━━━ DATA PROVIDED ━━━

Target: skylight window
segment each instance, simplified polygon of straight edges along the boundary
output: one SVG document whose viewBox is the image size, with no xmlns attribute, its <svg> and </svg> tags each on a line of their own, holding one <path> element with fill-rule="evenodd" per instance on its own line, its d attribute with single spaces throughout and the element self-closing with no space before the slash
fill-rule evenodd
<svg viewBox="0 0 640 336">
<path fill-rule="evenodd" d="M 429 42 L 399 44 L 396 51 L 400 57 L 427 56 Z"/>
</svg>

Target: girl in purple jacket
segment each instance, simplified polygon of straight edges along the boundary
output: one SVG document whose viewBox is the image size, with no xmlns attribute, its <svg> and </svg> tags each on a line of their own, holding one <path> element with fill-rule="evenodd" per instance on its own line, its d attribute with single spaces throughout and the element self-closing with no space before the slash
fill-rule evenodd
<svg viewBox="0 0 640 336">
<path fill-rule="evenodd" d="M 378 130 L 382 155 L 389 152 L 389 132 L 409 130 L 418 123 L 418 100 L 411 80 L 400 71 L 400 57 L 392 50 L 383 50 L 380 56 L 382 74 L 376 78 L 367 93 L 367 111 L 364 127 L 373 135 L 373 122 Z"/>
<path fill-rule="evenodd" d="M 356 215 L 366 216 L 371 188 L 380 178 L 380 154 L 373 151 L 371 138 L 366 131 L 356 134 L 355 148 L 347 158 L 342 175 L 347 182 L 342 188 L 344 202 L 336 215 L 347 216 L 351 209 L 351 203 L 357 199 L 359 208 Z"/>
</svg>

━━━

# PROMPT
Reproduce the data above verbatim, line for line.

# THE COMPLETED TASK
Target: skylight window
segment each instance, simplified polygon of straight edges along the boundary
output: one SVG document whose viewBox is the image size, with no xmlns attribute, its <svg> and </svg> tags each on a line of their own, holding one <path> element with fill-rule="evenodd" per instance on its own line, its d attribute with single spaces throughout and the element self-closing with no space before the slash
fill-rule evenodd
<svg viewBox="0 0 640 336">
<path fill-rule="evenodd" d="M 429 42 L 399 44 L 396 51 L 400 57 L 427 56 Z"/>
</svg>

Target: girl in purple jacket
segment each instance, simplified polygon of straight edges along the boundary
output: one SVG document whose viewBox is the image size, with no xmlns attribute, its <svg> and </svg> tags each on a line of their own, holding one <path> element with fill-rule="evenodd" per instance on its own line, its d attribute with single spaces throughout and the element self-closing with no space before the slash
fill-rule evenodd
<svg viewBox="0 0 640 336">
<path fill-rule="evenodd" d="M 378 130 L 382 155 L 389 152 L 389 132 L 409 130 L 418 123 L 418 100 L 411 80 L 400 71 L 400 57 L 392 50 L 383 50 L 380 56 L 382 74 L 376 78 L 367 93 L 367 111 L 364 127 L 373 135 L 373 122 Z"/>
<path fill-rule="evenodd" d="M 356 215 L 366 216 L 371 188 L 380 178 L 380 154 L 373 151 L 371 138 L 366 131 L 356 134 L 355 148 L 347 158 L 342 175 L 347 182 L 342 188 L 344 202 L 336 215 L 347 216 L 351 209 L 351 203 L 357 199 L 359 208 Z"/>
</svg>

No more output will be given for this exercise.